**Document segment**
-- BEGIN --

Indeed, Lewis’s anthem, though written in a twentieth-century idiom, has elements that evoke, whether consciously or not, the musical austerity preferred by radical elements in the sixteenth-century Church of England.  For example, of the anthem’s seventy-six measures, the choir never sings a melisma (assigning more than one note of music per syllable of text) until bar 60 (an observation to which I return below).  This would have pleased the sixteenth century’s puritanical elements and would have met Queen Elizabeth I’s 1558 injunction that church music be “modest [and] plainly understood, as if it were read without singing.”

But whether Lewis consciously echoed some of the Tudor era’s musical characteristics, his anthem also reflects support of the Anglican choral heritage’s ongoing development, which had been one of Mathias’s contributions as well.  For example, neither sixteenth-century puritanical currents nor much of the repertoire of the Anglican choral heritage supports the practice of frequent text repetitions.  But that is one of the characteristics of Lewis’s anthem.  These text repetitions are not gratuitous, however, and therefore suggest that, if handled properly, this could be a legitimate development of the heritage.

Lewis’s text repetitions support a theological message, which is that the passage from earthly life to life eternal is, for the souls of the righteousness, yes, a transformation (I Corinthians 15:52 “In the twinkling of an eye … we shall be changed”) but also a development.  The souls of the righteous seem to perish, but even while in this earthly existence, elements of God’s true peace and righteousness are already present and at work in and through their lives.  What follows is a reflection on the manner in which Lewis’s musical setting of the text brings out this theological message.

(The intended audience for the essays in this series is all non-musicians.  With that in mind, I recommend reading the following observations [and listening to the linked recording] as those with musical training would generally do, which is to say in sections rather than in one sitting.)

The anthem is constructed on two primary motives.  The first motive is played entirely by the organ in the first part of the anthem.  It is made up of two one-measure phrases, each of which repeats the same rhythmic idea and remains within the same restrained melodic range.  Following these phrases is a two-measure phrase (bar 3, at 0:10 in the recording referenced above) that ends on the dominant.  (This is what music theorists would call a musical sentence.)

Carolyn Pirtle interprets the first two measures as evocative “of the shortened inhalations and exhalations of a person in the final hours of life.”[iii]  Pirtle hears the last two measures of the musical sentence as a “breathing forth of one’s spirit in the soaring extended phrase.”[iv]  If she means the final breathing forth of one’s spirit, though, some listeners might hear the passage differently since this soaring phrase is brought back to earth again and again by repetitions of the opening measures with their restrained melodic scope.  But Pirtle’s perception of elements of hope in the last two measures of the first motive is surely in line with Lewis’s intention.  In spite of the first motive’s sense of labored breathing—or at least the idea of a calm but plodding, earthbound march through a final illness—there is a hint of something beyond our earthly home in the fact that the latter half of the anthem’s first motive, while maintaining the same slow movement, nonetheless breaks free in a few places in leaps and skips and with a higher melodic arch than in the previous measures.

-- END --

**Stored records**
-- BEGIN --

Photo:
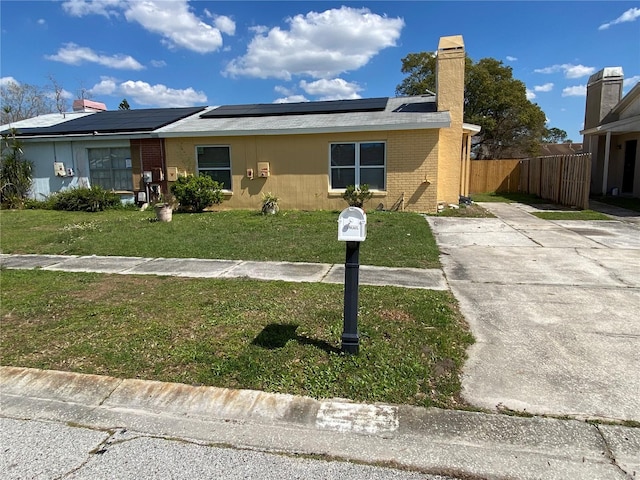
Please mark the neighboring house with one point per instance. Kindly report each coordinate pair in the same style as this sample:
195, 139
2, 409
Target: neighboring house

-- END --

**Job 1**
According to the passage on Lewis's anthem, in which bar does the choir first sing a melisma?
**Job 2**
Extract every line of the entries that contains the string "neighboring", matching case exactly.

**Answer 1**
Bar 60.

**Answer 2**
Please mark the neighboring house with one point per instance. Kindly report each coordinate pair in the same style as this sample:
Target: neighboring house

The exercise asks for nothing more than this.